>>>>>

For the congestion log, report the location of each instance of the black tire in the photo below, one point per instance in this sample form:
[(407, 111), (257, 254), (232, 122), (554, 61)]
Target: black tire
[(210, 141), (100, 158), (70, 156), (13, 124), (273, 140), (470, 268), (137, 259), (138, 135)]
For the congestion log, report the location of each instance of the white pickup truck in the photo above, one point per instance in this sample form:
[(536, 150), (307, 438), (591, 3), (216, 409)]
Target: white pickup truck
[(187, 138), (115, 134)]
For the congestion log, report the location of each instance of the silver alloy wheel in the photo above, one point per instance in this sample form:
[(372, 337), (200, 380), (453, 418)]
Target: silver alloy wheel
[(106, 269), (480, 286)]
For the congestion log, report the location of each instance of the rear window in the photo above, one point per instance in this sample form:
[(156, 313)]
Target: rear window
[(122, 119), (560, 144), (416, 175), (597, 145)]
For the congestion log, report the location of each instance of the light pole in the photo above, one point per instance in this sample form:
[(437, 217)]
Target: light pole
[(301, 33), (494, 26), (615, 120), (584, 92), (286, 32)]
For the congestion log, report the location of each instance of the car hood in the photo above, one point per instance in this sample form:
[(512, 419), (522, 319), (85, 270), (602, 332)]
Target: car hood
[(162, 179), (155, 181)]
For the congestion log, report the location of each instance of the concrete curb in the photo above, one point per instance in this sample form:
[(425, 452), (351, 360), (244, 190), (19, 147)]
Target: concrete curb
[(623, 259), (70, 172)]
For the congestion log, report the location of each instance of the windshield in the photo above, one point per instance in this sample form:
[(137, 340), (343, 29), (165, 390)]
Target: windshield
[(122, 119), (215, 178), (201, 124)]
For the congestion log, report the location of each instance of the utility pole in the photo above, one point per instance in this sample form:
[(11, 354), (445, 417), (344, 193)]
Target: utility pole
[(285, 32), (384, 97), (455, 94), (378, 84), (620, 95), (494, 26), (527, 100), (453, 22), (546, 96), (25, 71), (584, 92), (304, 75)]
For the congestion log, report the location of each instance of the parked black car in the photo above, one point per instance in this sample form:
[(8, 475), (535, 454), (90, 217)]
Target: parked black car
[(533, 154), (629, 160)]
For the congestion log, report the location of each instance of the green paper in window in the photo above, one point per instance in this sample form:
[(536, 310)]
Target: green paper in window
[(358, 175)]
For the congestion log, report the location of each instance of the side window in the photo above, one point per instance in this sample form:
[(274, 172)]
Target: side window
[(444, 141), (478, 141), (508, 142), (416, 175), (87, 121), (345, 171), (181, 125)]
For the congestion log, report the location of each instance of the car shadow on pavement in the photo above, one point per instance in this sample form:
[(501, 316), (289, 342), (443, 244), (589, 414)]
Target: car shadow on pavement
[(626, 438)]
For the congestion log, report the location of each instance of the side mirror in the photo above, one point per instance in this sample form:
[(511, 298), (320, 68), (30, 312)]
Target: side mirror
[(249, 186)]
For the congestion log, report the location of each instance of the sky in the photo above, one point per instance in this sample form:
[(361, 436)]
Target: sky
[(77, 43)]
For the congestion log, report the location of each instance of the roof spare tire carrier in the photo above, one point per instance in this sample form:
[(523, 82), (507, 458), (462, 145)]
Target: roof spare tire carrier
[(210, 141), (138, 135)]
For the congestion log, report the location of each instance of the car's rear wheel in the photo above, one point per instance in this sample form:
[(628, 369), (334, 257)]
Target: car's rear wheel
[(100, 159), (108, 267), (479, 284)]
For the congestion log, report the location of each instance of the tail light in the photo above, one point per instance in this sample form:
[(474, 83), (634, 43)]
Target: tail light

<<<<<

Problem to work on:
Rewrite the full listing above, replacing "congestion log" with "traffic survey" wherever it occurs and leaving everything else unchanged.

Reply to the task:
For the traffic survey, report the location of each instance of the black tire in the photo below, one point per instance in this sample form:
[(407, 111), (257, 254), (232, 122), (554, 61)]
Target: black tire
[(210, 141), (100, 158), (70, 156), (13, 124), (273, 140), (470, 268), (137, 259), (138, 135)]
For the traffic survey, report the location of each instance of the white pickup truck in the photo above, one point per instance in this sample form:
[(536, 150), (307, 438), (591, 3), (216, 409)]
Target: white pickup truck
[(187, 138), (115, 134)]
For the traffic survey, report the location of each instance of the silver alloy wheel in the photo above, one point per instance in this sample form:
[(372, 337), (200, 380), (453, 418)]
Target: silver alloy wheel
[(106, 269), (480, 286)]
For the traffic survey, report the location of each instance of the rear window in the photo above, one point per instance in this sample form:
[(156, 313)]
Target: rear window
[(122, 119), (560, 144), (416, 175), (597, 145)]
For the traffic survey, report the location of each instance of the light pole in the photo above, one point per instance in this sample form:
[(437, 217)]
Target: light pole
[(301, 33), (494, 26), (615, 120), (584, 92), (286, 32)]
For the traffic survey, report the location of each instance of the car hood in the photo above, one point per instance in this sample form:
[(512, 419), (522, 319), (85, 270), (602, 332)]
Target: car hood
[(162, 179), (155, 181)]
For the traffic survey, report the location of each instance of the concrete curb in the photo above, one point per instance in this sample form:
[(425, 452), (351, 360), (244, 190), (19, 147)]
Target: concrete curb
[(623, 259), (70, 172)]
For the traffic survey, report the location of each instance of the windshield in the photo above, one point per instance in this sample form:
[(137, 340), (343, 29), (165, 390)]
Target: windshield
[(122, 119), (215, 178), (201, 124)]
For the traffic survey, report the location of each instance of the utility pole in the photo above, one point per instance in this sample form:
[(11, 354), (445, 417), (344, 193)]
Target: utility pole
[(285, 32), (384, 97), (455, 94), (378, 84), (620, 95), (494, 26), (527, 100), (453, 22), (546, 96), (25, 71), (584, 92), (304, 75)]
For the traffic survey, report the location of each instance of the parked black car in the photo above, one point per instance in this sample form:
[(8, 475), (535, 454), (90, 217)]
Target: parked black car
[(533, 154), (629, 160)]
For the traffic survey, report the location of each instance of the green paper in window in the photo above, one point per instance in this sample form:
[(536, 310)]
Target: green paper in window
[(358, 175)]
For the traffic survey, report the location of each instance of the side window in the photo above, one point per instance in this sample form:
[(274, 172)]
Target: side window
[(444, 141), (478, 141), (508, 142), (416, 175), (87, 121), (345, 171), (181, 125)]
For the traffic survey, report the location of each instance of the car shadow on pavement in the photo above, one point per instance in this sample form:
[(501, 316), (289, 342), (443, 244), (589, 414)]
Target: car shadow on pavement
[(626, 438)]
For the traffic survey, report the location of each instance of the side mirror in the photo above, one point per instance in this sample form:
[(511, 298), (320, 68), (30, 312)]
Target: side mirror
[(249, 186)]
For the traffic survey, report the location of each instance of the sky in the photo above, one point per instance in this sample form:
[(361, 436)]
Target: sky
[(77, 43)]
For the traffic survey, report the location of each instance of the roof spare tire carrier in the photo above, one point per instance in this sample form:
[(523, 82), (507, 458), (462, 145)]
Target: roof spare tire carrier
[(210, 141), (138, 135)]
For the traffic survey, report the location of each instance of the car's rear wheel in the photo above, one point per instance in this sample form:
[(628, 369), (334, 257)]
Target: car's rear wheel
[(100, 159), (108, 267), (479, 284)]
For the traffic survey, report the location of each instance of the tail light in the photo above, one point per instance in this sample form:
[(474, 83), (634, 43)]
Target: tail light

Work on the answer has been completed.